Article ->
** Begin **
BEACHES

The following 7 beaches are our favorites. They are very accessible from your location at Kona Onenalo and for the average one week stay they provide more than enough options. But, the Kona-Kohala Coasts have a raft of wonderful beaches, some at the major hotel resorts and some hidden away in obscure locations. For more information consult "The Big Island Revealed", which has the definitive and exhaustive guide to beaches on the Big Island.

Hapuna Beach

Hapuna Beach is 45 minutes north from Kona on the main highway near mile marker 69. If you have the time it is worth the trip as this is one of the most beautiful beaches in the Hawaiian Islands, even being ranked by some travel services as among the top ten beaches in the world! A half mile long and 200 yards wide, it has ankle deep white sand and a gradually sloping shore break. Afternoons here can be very windy, with blowing sand, so plan to do this in the morning and leave after your picnic lunch.

Kahalu'u Beach Park

Kahalu'u Beach Park is one mile south from our house along Alii Drive. It is perhaps the best "beginners" snorkeling spot in the Hawaiian Islands. Protected by a perimeter reef of volcanic rocks, it is almost a lagoon and teeming with sea life including a wide variety of reef fish and turtles. The beach itself is not particularly attractive for hanging out and sunbathing, but the snorkeling and swimming is unmatched.

Kaloko-Honokohou Fish Trap

Kaloko-Honokohou Fish Trap is adjacent to the Honkohohau Harbor and boat marina. To reach it you drive down the entrance road to the Honokohau Harbor and take the first right turn. Follow this road around the boat yard and go to the end of the parking lot. The entrance to the park is on your right and clearly marked. Park there and follow the signs to the Fish Trap. You will emerge on a broad sandy beach with very calm waters. This is a wonderful place to take small children. There is a deli and restaurant in the Marina.

Kua Bay

Kua Bay is one of the "secret beaches" near Kona. Until very recently it was only accessible by hiking in from the highway, or driving over a very rough four wheel track. There is now a paved road all of the way into the beach, where there is a small parking lot and public bathrooms and showers. Locals keep tearing down the signs to Kua Bay, so you need to know how to find it. Driving north (about 20-25 minutes) on the main highway you go a couple of miles past the entrance to the Kona Airport. Between mile markers 89 and 88, you will see a clearly marked entrance to the Veterans Cemetery on the RIGHT side of the road. Directly opposite this entrance you will see a paved road on the LEFT side of the highway. Take this road and wind all of the way down to the beach parking lot. This beach is a real jewel of deep white sand and a gradually sloping water entry. It is ideal for swimming, sunbathing (and people watching!). On weekends you must arrive early to find a parking space and a patch of clear sand as this spot is very popular with the "locals." As with all of the other west coast beaches, Kua Bay is not swimmable in periods of high surf.
** End **
Written problem 1 -> List every line of the rows that contains the string "railing".
The beaches guide has no connection to the rows that come next.

Data for the task ->
** Begin **
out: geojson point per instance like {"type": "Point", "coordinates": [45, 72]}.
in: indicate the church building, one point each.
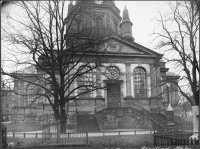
{"type": "Point", "coordinates": [133, 75]}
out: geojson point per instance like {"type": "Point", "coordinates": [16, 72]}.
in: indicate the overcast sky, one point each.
{"type": "Point", "coordinates": [141, 13]}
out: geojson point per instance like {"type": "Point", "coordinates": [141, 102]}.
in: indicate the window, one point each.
{"type": "Point", "coordinates": [140, 85]}
{"type": "Point", "coordinates": [115, 27]}
{"type": "Point", "coordinates": [31, 93]}
{"type": "Point", "coordinates": [99, 22]}
{"type": "Point", "coordinates": [85, 82]}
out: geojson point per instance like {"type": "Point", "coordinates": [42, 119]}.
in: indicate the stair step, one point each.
{"type": "Point", "coordinates": [87, 123]}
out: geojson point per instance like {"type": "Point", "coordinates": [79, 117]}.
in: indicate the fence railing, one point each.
{"type": "Point", "coordinates": [78, 138]}
{"type": "Point", "coordinates": [175, 139]}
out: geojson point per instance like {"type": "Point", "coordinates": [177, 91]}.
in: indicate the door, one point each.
{"type": "Point", "coordinates": [119, 122]}
{"type": "Point", "coordinates": [113, 92]}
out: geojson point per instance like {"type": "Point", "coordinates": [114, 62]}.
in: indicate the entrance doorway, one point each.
{"type": "Point", "coordinates": [113, 92]}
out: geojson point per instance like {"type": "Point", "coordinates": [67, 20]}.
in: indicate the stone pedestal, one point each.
{"type": "Point", "coordinates": [170, 117]}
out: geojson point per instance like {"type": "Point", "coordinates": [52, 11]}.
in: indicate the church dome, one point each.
{"type": "Point", "coordinates": [98, 2]}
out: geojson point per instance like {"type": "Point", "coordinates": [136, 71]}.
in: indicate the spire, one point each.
{"type": "Point", "coordinates": [125, 14]}
{"type": "Point", "coordinates": [170, 108]}
{"type": "Point", "coordinates": [70, 7]}
{"type": "Point", "coordinates": [126, 26]}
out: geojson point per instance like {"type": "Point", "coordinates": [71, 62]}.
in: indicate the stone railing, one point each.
{"type": "Point", "coordinates": [119, 105]}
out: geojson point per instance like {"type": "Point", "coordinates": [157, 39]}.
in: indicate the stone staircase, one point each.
{"type": "Point", "coordinates": [87, 123]}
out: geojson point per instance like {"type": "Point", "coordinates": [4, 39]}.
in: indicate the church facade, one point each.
{"type": "Point", "coordinates": [132, 75]}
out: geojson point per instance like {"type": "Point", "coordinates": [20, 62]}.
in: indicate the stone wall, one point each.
{"type": "Point", "coordinates": [120, 140]}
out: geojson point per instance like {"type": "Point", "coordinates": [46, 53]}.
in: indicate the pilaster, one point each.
{"type": "Point", "coordinates": [128, 82]}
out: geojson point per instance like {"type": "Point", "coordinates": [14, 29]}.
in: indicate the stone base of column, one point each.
{"type": "Point", "coordinates": [128, 98]}
{"type": "Point", "coordinates": [99, 98]}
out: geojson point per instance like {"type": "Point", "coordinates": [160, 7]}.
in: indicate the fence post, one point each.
{"type": "Point", "coordinates": [86, 138]}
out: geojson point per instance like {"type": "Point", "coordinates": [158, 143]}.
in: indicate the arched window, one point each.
{"type": "Point", "coordinates": [140, 82]}
{"type": "Point", "coordinates": [115, 27]}
{"type": "Point", "coordinates": [99, 22]}
{"type": "Point", "coordinates": [85, 81]}
{"type": "Point", "coordinates": [31, 93]}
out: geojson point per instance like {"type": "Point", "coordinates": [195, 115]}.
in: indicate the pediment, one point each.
** End **
Written problem 2 -> According to the beaches guide, how long and how wide is Hapuna Beach?

Reply 1 ->
in: indicate the fence railing, one point each.
in: indicate the stone railing, one point each.

Reply 2 -> Hapuna Beach is a half mile long and 200 yards wide.